# Görev tanımı
Üretim biçimleri üzerine yazının "Birinci sanayi devriminde" ile "ulusçuluğu yaşamamış bölgelerdir." arasındaki kısmını, bu iki ifade de dahil olmak üzere, "Bölgesel" yerine "Yerel" koyarak düzenleyin.

# Metin alıntısı
═══

- Bilgi Agi | Turkiye nin Interaktif Kose Yazari Gazetesi ve Yazar Portali - https://www.bilgiagi.net -

Tercihimizi Eskiden Yana mı Yapacağız, Yeniden Yana mı? (*)

 “Soğuk savaş ne rahattı. Bir yanda iyiler, öte yanda kötüler. Bir yanda haklı olanlar, öte yanda haksızlar. Her şey yerli yerine idi. İki taraf da kendinin iyi ve haklı olduğuna inanırdı. Şimdi her şey karıştı” (6.7.1991-Cumhuriyet Gazetesi’nde Fransız bir diplomatın sözleri).
Yukarıdaki sözcükler geçmiş dünyayı ne güzel anlatıyor. Bir yanda haksızlar, bir yanda haklılar. Hangi kıstaslara göre? Tabii ki, herkesin kendi soyut (subjektif) düşüncelerine, değerlerine göre… Geçmiş dünyayı ve günümüz dünyasını anlayabilmek için üretim biçimlerine ve tarzına göre değerlendirmek gerekir. Bunu yapabilirsek sağlıklı bir yaklaşım tarzı yakalayabiliriz ki, bu tarz da bizim realist davranmamıza neden olur?

****
Eski dünyanın üretim tarzı, kol gücüne dayalı, bilgiye fazla ihtiyaç duymayan vahşi bir yapı idi. Daha çok sömürebilmek için daha fazla insan ve daha az demokrasi demekti. Dünyadaki bu eski üretim biçimi miadını doldurmakta.
Birinci sanayi devriminde ortaya çıkan tüm ideolojik ve politik kurumlar sahneden çekiliyor. Çekilme yaşanırken sancılı oluyor. Bölgesel savaşlar ise, yerinin doğum sancıları olarak görülmelidir.
  ****
Dikkat edin, savaşların ve çatışmaların yaşandığı tüm bölgeler eski üretim biçiminin yani; köylülüğün egemen olduğu ve ulusçuluğu yaşamamış bölgelerdir.

═══

# Verilen satırlar

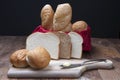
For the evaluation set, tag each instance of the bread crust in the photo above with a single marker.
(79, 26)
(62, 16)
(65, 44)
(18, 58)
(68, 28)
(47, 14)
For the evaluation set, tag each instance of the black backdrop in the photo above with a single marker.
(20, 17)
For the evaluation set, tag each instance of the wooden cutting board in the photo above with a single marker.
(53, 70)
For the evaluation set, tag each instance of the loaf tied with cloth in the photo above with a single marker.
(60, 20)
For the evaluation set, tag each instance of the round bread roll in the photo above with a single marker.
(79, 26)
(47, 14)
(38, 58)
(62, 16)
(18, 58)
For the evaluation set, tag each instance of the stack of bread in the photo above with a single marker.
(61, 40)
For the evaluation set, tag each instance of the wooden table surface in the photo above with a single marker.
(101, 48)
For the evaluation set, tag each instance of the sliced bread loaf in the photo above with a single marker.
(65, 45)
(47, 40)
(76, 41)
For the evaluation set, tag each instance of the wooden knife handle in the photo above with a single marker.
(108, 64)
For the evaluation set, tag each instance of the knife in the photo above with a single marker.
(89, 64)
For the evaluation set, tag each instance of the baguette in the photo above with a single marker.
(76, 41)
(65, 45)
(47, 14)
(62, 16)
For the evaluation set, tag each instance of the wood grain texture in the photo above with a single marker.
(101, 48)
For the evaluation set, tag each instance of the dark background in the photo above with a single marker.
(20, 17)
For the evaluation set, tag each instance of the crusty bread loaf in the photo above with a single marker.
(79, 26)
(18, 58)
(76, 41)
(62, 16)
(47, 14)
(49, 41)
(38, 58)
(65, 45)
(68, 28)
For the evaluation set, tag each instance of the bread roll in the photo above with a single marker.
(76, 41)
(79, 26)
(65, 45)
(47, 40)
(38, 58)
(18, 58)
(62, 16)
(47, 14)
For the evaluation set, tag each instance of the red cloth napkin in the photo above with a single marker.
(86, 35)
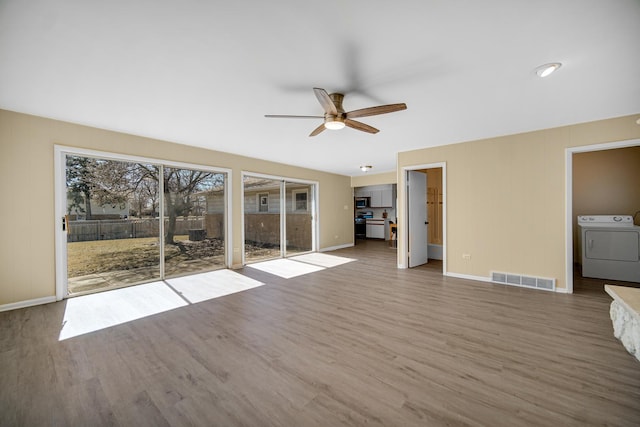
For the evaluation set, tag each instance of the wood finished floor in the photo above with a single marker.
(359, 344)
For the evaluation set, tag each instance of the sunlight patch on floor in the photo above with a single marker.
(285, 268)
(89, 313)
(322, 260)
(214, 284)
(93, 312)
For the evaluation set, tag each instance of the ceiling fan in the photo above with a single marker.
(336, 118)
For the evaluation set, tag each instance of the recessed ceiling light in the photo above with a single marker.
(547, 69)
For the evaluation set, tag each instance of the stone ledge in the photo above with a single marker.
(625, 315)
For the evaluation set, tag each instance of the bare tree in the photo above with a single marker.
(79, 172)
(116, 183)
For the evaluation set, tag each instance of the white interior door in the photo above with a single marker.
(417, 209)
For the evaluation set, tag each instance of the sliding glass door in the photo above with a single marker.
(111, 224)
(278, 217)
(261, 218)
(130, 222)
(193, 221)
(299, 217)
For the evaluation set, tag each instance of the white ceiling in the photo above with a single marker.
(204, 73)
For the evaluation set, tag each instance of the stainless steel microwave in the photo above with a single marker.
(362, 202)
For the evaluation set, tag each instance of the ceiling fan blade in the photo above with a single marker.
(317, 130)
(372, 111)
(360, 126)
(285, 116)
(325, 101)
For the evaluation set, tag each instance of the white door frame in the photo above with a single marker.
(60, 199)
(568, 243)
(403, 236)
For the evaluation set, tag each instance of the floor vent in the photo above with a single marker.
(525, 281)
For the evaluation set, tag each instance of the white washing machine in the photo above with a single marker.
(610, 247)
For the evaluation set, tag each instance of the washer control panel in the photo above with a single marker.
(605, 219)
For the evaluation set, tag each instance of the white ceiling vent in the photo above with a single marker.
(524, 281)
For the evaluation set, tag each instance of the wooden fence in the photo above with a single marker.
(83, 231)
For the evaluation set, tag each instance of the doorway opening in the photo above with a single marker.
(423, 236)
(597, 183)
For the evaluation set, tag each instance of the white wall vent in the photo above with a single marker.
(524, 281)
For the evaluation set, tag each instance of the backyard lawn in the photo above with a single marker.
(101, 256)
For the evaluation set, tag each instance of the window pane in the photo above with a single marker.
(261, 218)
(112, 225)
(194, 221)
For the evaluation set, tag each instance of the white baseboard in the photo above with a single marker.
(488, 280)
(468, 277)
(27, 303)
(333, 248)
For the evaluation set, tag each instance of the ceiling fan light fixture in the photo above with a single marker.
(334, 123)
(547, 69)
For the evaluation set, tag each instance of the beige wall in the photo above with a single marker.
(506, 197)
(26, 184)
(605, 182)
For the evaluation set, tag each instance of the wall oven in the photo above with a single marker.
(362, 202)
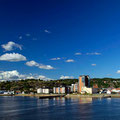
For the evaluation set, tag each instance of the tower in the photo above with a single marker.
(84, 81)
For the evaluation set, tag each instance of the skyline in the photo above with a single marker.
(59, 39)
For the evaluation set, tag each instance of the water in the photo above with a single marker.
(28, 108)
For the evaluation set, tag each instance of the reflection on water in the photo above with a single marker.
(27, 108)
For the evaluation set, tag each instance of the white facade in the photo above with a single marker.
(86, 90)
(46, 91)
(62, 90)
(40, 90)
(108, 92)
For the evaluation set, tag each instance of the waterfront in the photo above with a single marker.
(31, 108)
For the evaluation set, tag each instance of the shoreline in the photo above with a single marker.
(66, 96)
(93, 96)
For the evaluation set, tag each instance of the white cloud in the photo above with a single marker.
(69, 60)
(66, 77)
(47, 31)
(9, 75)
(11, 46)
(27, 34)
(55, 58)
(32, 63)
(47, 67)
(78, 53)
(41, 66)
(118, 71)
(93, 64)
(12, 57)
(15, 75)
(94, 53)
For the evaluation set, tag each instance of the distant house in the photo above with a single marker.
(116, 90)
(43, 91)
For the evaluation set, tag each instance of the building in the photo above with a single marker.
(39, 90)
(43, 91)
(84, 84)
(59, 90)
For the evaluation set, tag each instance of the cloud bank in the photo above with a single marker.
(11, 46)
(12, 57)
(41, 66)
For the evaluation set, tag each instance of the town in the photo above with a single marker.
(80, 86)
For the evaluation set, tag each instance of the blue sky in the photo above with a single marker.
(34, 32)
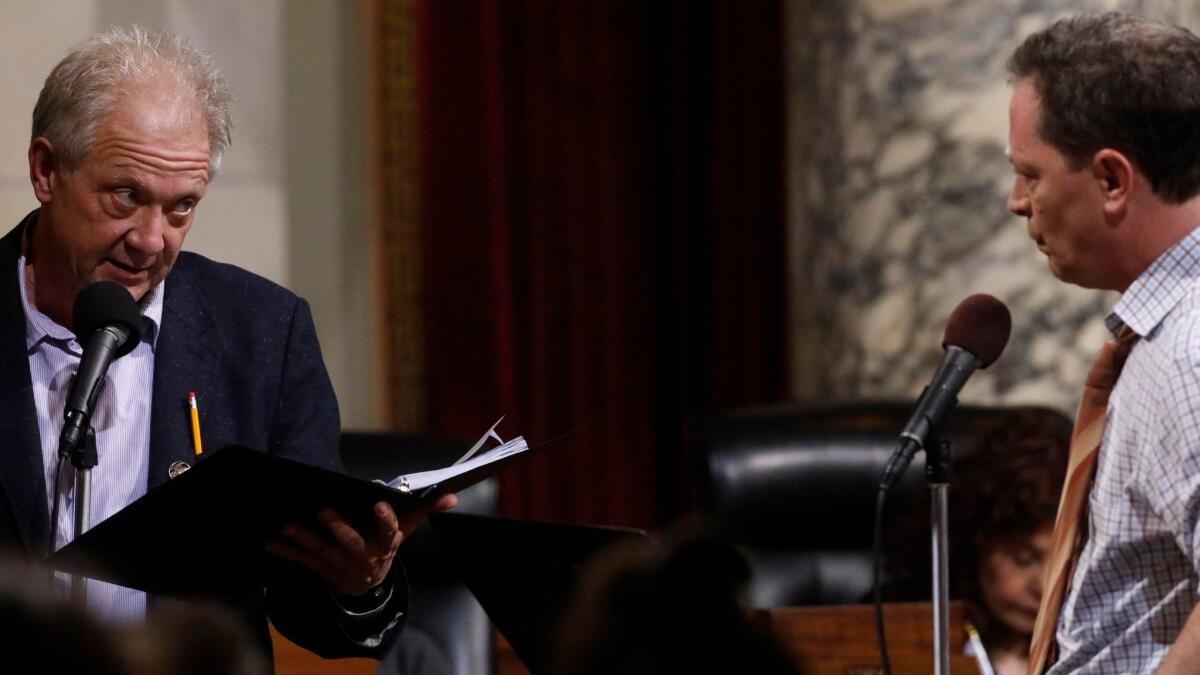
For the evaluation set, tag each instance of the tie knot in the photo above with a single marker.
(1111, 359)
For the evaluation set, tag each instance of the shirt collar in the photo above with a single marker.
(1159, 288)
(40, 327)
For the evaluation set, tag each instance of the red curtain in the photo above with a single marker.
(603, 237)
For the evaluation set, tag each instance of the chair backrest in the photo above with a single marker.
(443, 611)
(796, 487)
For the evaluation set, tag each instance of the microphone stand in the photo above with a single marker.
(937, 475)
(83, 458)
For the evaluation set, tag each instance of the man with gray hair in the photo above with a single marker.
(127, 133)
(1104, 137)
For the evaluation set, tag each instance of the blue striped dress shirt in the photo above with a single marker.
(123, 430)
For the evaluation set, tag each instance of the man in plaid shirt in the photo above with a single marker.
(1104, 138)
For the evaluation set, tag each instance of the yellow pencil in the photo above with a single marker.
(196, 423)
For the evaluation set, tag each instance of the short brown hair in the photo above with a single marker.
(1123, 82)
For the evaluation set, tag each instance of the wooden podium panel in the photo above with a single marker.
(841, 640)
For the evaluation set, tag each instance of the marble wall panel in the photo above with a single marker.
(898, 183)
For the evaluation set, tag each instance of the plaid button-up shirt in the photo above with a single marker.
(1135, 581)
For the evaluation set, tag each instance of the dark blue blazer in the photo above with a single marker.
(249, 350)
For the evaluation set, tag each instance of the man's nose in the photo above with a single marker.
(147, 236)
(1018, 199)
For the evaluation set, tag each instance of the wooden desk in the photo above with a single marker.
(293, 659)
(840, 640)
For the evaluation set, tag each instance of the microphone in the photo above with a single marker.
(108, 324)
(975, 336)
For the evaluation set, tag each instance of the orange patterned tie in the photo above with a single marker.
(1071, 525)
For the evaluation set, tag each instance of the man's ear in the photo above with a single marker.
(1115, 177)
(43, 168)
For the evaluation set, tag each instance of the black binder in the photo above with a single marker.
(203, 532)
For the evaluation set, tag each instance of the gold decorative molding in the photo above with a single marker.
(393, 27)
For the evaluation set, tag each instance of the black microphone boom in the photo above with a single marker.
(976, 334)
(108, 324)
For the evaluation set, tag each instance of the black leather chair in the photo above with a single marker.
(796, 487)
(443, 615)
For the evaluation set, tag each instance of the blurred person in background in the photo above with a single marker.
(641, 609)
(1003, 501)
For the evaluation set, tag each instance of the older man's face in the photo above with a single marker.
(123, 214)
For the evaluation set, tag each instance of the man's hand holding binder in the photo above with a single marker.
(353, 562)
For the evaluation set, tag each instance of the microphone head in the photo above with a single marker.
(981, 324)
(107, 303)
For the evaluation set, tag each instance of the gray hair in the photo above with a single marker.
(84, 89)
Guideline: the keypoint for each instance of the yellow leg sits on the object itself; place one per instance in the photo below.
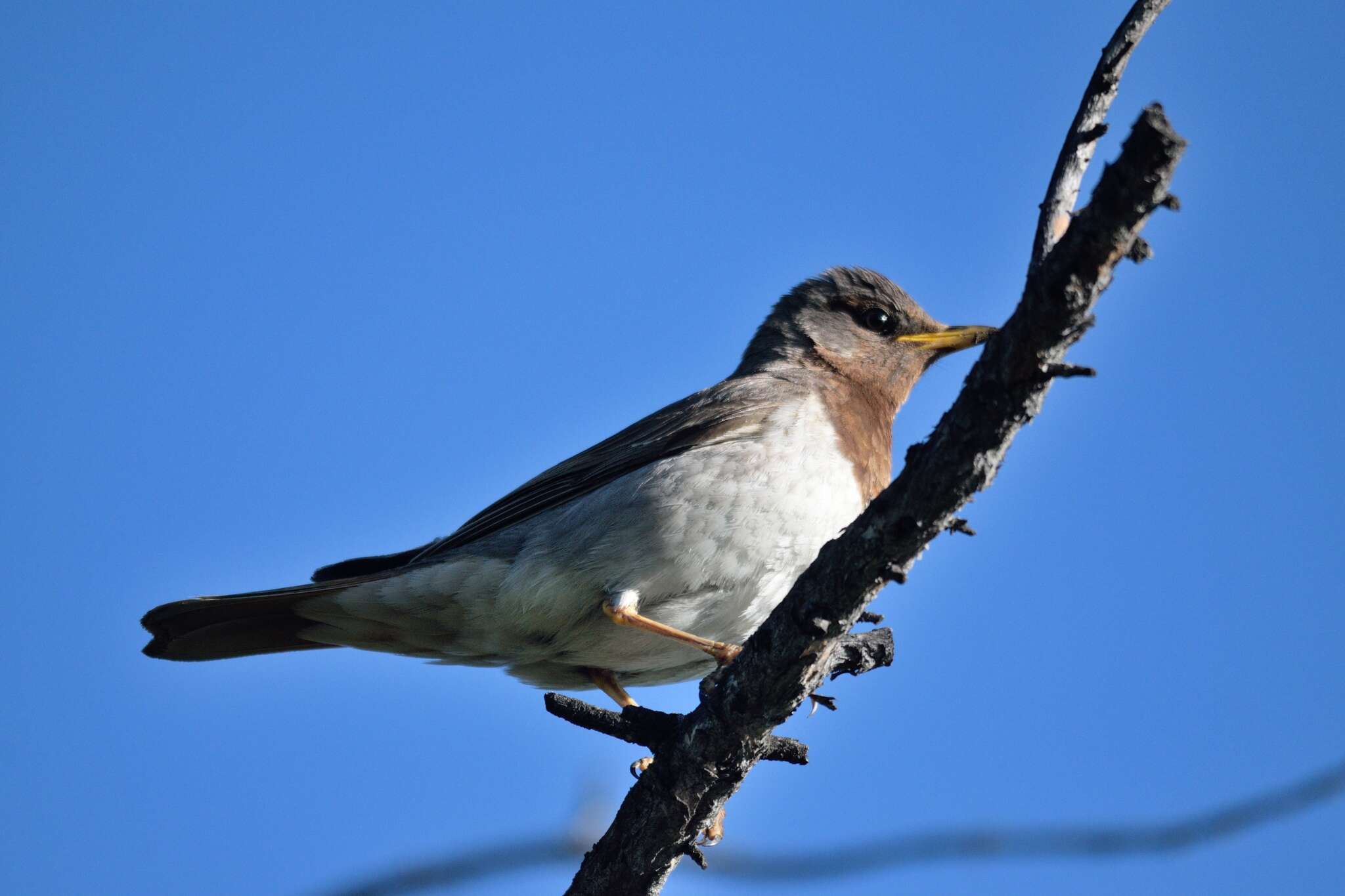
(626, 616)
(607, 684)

═══

# Beklenen yanıt
Birinci sanayi devriminde ortaya çıkan tüm ideolojik ve politik kurumlar sahneden çekiliyor. Çekilme yaşanırken sancılı oluyor. Yerel savaşlar ise, yerinin doğum sancıları olarak görülmelidir.
  ****
Dikkat edin, savaşların ve çatışmaların yaşandığı tüm bölgeler eski üretim biçiminin yani; köylülüğün egemen olduğu ve ulusçuluğu yaşamamış bölgelerdir.